About this exercise >> All of the entries below are to be copied word for word.
---- Data for review
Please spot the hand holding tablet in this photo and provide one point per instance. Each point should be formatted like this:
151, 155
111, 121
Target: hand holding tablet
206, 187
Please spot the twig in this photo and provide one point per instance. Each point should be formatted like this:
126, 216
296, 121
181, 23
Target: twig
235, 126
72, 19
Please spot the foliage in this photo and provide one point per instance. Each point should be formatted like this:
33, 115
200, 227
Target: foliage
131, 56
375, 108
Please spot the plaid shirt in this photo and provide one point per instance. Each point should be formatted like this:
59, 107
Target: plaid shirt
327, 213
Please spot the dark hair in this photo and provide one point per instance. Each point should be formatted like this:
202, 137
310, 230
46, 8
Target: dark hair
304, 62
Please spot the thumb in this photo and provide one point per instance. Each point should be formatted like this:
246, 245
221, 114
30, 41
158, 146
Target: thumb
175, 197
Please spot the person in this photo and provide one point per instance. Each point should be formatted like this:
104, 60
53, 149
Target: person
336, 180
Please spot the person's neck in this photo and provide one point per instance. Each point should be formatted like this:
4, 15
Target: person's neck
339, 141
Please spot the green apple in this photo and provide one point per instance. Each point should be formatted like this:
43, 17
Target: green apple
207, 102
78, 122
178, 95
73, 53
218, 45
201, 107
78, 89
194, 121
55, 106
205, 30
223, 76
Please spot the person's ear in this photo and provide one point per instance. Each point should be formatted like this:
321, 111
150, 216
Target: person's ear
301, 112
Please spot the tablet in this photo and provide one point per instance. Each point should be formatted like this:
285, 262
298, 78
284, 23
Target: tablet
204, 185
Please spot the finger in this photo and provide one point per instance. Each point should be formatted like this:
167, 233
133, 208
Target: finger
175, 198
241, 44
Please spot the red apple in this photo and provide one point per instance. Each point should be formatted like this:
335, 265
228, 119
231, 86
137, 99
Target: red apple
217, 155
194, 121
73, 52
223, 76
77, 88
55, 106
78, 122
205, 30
--------
Your response >>
Please spot the hand holding tablet in this photo and provide one point per instance. Each point should be formatted like this:
151, 155
111, 121
Target: hand holding tablet
206, 187
Please spot the twig in this photo and provide one point per instance. Each point should be formatted like this:
126, 216
296, 121
181, 23
Target: twig
235, 126
72, 19
Please spot the foliage in this photo and provide one point per instance. Each point should be formatted like this:
33, 115
200, 227
Target: foliage
131, 56
375, 108
Please spot the plaid shirt in this photo and provide one point per instance. Each point should be formatted like this:
59, 107
Target: plaid shirt
327, 213
Please spot the dark hair in this photo and provide one point per instance. Each point should be formatted like this:
202, 137
310, 230
46, 8
Target: dark hair
304, 62
Please spot the thumb in this photo and provide one point per instance. Each point should be formatted like this:
246, 245
221, 114
30, 41
158, 146
Target: thumb
175, 197
Please spot the person in this photo and provide one point per instance. Each point should be formatted like this:
104, 60
53, 149
Target: person
336, 180
Please spot the person's neck in this photo and provide one point per instance. Each point should be formatted like this:
4, 15
Target: person's neck
339, 141
Please spot the green apple in this photo and provide one point per instance. Each point should be formatted like this:
43, 17
Target: green apple
207, 102
78, 122
178, 95
73, 53
218, 45
201, 107
78, 89
194, 121
55, 106
205, 30
223, 76
Please spot the person's ear in this photo and provide one point per instance. Each point should be formatted like this:
321, 111
150, 216
Target: person's ear
301, 112
Please spot the tablet in this photo and provide one point per instance. Each point should be formatted like this:
285, 262
298, 78
284, 23
Target: tablet
204, 185
Please spot the finger in this photo and provide one point per instance. Each point should be formatted like this:
167, 233
133, 208
Target: finger
175, 198
241, 44
Please spot the red apple in this photo and provide one point per instance. Each point should be formatted like this:
335, 265
228, 119
231, 86
137, 99
Target: red apple
217, 155
194, 121
73, 52
223, 76
77, 88
55, 106
78, 122
205, 30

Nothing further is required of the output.